Extracted records:
/---
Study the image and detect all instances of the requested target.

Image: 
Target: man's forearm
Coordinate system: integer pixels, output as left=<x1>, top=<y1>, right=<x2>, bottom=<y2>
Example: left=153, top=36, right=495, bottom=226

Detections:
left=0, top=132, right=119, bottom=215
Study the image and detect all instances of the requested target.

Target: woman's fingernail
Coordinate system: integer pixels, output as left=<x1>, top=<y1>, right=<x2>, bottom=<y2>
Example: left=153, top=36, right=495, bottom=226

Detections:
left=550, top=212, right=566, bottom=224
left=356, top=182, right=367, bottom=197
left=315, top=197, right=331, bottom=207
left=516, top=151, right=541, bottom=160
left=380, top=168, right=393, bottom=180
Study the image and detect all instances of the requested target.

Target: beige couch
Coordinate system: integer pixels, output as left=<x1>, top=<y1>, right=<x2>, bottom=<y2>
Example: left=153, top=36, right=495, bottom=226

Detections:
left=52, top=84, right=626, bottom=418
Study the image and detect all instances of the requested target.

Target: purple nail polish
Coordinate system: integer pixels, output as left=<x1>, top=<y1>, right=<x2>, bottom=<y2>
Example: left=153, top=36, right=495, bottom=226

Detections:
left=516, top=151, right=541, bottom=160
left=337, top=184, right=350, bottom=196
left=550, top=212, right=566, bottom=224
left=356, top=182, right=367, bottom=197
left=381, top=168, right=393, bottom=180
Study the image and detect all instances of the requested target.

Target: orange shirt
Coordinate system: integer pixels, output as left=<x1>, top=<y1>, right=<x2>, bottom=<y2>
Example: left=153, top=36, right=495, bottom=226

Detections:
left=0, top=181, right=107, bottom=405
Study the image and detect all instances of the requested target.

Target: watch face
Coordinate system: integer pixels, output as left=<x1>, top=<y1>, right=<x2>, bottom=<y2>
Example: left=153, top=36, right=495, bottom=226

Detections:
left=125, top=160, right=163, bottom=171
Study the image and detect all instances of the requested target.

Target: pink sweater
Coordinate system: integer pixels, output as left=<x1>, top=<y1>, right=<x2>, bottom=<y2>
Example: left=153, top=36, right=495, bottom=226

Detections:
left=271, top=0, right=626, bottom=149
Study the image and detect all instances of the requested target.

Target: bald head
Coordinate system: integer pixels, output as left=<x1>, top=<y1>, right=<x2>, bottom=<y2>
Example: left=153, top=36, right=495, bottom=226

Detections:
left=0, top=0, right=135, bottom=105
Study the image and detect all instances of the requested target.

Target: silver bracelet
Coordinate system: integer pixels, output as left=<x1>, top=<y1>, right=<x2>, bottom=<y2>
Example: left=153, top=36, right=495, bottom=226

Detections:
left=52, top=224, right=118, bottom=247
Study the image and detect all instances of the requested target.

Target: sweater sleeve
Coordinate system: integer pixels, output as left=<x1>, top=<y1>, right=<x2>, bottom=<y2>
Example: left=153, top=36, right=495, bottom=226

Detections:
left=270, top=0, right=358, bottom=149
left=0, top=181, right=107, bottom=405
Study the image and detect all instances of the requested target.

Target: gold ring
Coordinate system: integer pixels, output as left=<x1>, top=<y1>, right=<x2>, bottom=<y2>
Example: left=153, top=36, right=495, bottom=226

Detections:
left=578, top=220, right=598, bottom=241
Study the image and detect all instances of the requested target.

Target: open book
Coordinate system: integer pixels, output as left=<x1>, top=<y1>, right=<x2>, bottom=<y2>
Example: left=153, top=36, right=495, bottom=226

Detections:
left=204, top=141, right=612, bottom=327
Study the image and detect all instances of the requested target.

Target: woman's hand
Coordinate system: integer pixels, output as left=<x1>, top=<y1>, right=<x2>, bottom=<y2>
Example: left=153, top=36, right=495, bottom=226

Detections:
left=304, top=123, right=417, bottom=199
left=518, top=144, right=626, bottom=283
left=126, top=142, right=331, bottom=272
\---
Can you reproduce the listing, starting at its first line and ending at the line that contains "left=0, top=132, right=119, bottom=215", with both of those lines included and the request text kept? Add -115 to every bounding-box coordinate in the answers as you go.

• _Reply_
Study the image and detect all instances of the requested target.

Image: 
Target: man's forearm
Coordinate system: integer pixels, output as left=<x1>, top=<y1>, right=<x2>, bottom=<y2>
Example: left=153, top=36, right=495, bottom=226

Detections:
left=-115, top=17, right=4, bottom=100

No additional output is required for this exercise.